→ **Work instruction**:
Copy the records below in full and leave every image out of the copy.

(Information given begins)

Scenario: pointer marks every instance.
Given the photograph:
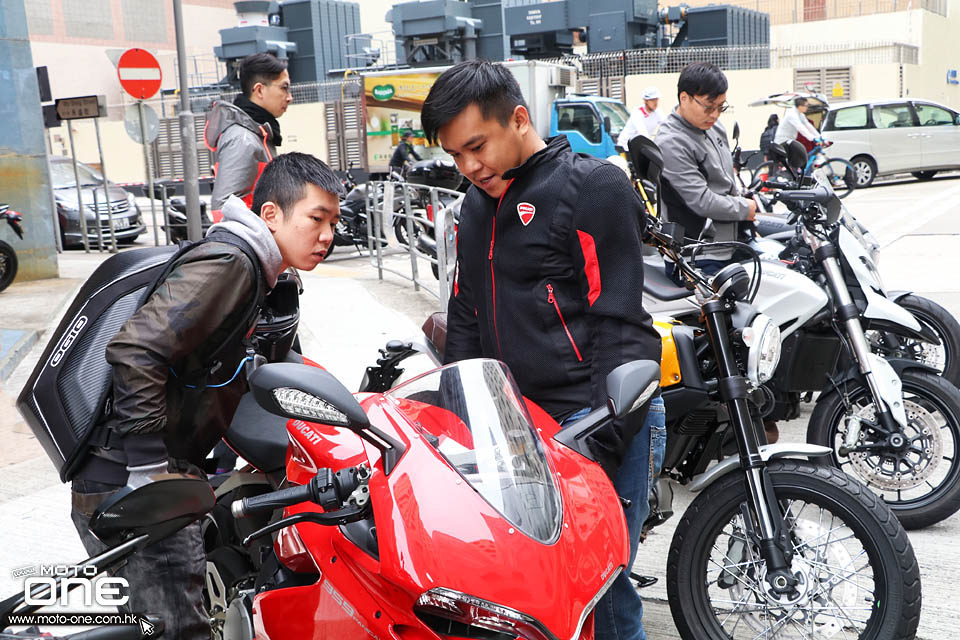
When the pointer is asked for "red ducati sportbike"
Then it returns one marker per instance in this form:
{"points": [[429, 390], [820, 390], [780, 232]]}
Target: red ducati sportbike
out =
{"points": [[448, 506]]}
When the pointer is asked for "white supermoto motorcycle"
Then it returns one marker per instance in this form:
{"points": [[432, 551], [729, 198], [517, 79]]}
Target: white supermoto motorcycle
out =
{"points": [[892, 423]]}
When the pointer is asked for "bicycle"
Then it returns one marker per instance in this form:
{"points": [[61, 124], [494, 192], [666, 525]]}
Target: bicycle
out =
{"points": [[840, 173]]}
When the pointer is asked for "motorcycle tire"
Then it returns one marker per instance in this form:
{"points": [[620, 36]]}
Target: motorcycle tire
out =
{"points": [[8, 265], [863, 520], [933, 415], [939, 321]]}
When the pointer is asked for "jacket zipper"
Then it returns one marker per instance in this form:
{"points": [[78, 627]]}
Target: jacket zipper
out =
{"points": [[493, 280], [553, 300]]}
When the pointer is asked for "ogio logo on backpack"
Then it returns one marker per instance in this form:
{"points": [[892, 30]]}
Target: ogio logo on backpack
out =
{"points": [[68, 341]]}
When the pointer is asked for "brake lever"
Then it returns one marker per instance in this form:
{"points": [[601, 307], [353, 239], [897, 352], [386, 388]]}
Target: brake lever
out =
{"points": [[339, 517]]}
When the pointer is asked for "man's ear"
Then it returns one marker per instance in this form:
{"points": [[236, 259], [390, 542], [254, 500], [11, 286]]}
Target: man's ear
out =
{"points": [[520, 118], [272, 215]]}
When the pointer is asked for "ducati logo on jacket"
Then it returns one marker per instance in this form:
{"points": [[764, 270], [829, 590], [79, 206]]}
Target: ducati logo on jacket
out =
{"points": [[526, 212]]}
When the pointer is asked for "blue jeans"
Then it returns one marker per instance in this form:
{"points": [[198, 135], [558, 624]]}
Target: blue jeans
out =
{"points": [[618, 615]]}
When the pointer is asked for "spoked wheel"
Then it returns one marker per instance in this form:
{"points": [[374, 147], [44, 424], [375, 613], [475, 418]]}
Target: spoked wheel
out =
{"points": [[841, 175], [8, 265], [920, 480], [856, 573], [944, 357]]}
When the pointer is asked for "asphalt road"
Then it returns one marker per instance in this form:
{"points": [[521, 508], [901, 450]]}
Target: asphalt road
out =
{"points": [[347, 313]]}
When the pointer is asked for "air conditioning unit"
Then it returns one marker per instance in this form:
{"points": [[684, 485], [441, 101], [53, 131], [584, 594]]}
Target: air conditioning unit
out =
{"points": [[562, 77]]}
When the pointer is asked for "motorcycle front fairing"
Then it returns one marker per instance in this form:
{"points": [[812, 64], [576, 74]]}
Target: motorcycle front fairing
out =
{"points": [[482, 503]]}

(Information given ends)

→ **Written reply**:
Scenario: pointer marks every instance.
Given the photograph:
When the pointer is asked for "red ducati sportbike"
Then it returns one marker per instance in this form:
{"points": [[429, 390], [820, 390], [780, 232]]}
Target: red ducati sportbike
out =
{"points": [[448, 506]]}
When the pointer is asked for "white supermoto motorcycle"
Then it returns one marker per instance in this form:
{"points": [[432, 551], [729, 198], [517, 79]]}
Target: white supermoto motorcycle
out =
{"points": [[892, 423]]}
When the pointer is asked for "bicycle"
Then it returns one marker per instance in this form:
{"points": [[61, 124], [494, 192], [666, 525]]}
Target: bicycle
out =
{"points": [[840, 173]]}
When the pointer is asked for "motorcycle tire"
Then it returns one marker per instance in this form:
{"points": [[620, 36]]}
Target: motorcycle tire
out =
{"points": [[8, 265], [863, 520], [933, 415], [939, 321]]}
When the pointer is asked for "jacket zipper"
Then it returns one marker per instance in this form:
{"points": [[78, 627]]}
Target: jacket zipper
out =
{"points": [[493, 280], [553, 300]]}
When the pointer is asked for "ogio logo on backpack"
Then it returns one marker per instance in this form:
{"points": [[892, 30]]}
Target: ogio logo on backpack
out =
{"points": [[68, 341]]}
When the pointer is asked for "brake lever"
Then it returns one marker per instance in this form:
{"points": [[601, 307], [353, 239], [897, 352], [386, 388]]}
Target: brake lever
out =
{"points": [[339, 517]]}
When the pointer is asked for "man's ear"
Then it returns one marker per instance in this form:
{"points": [[236, 259], [390, 542], [254, 500], [11, 286]]}
Target: man's ear
out =
{"points": [[520, 118], [272, 215]]}
When the pointer is asked for "ducati logo on jacket"
Then it returns one marker per instance in this form:
{"points": [[764, 270], [829, 590], [79, 206]]}
Target: ducati logo on jacket
out =
{"points": [[526, 212]]}
When the pointer is asked for "blue jeans"
Then it returns one marker per instance in this form:
{"points": [[198, 135], [558, 624]]}
Target: blue jeans
out =
{"points": [[618, 615]]}
When the pointer is asked for "spoked wheel"
Then it returns one marker per instance in this form:
{"points": [[374, 147], [44, 424], [375, 613], [475, 418]]}
Target: spoked wheel
out =
{"points": [[841, 175], [8, 265], [920, 480], [856, 573], [944, 357]]}
When the pointer is asked for "asphalt road"
Then it returns one marker per instance in this form:
{"points": [[521, 508], [901, 450]]}
Target: asphalt road
out =
{"points": [[347, 313]]}
When the pointer is asked for "air conditioning unit"
Then it returns one marker per instance in this form:
{"points": [[684, 485], [441, 101], [53, 131], [584, 594]]}
Target: air conditioning unit
out =
{"points": [[562, 77]]}
When the pointer is asked for "motorcycle front fairing"
Then it returns one marker per instance in this form:
{"points": [[812, 64], [576, 74]]}
Target: motorcycle front fairing
out =
{"points": [[482, 503]]}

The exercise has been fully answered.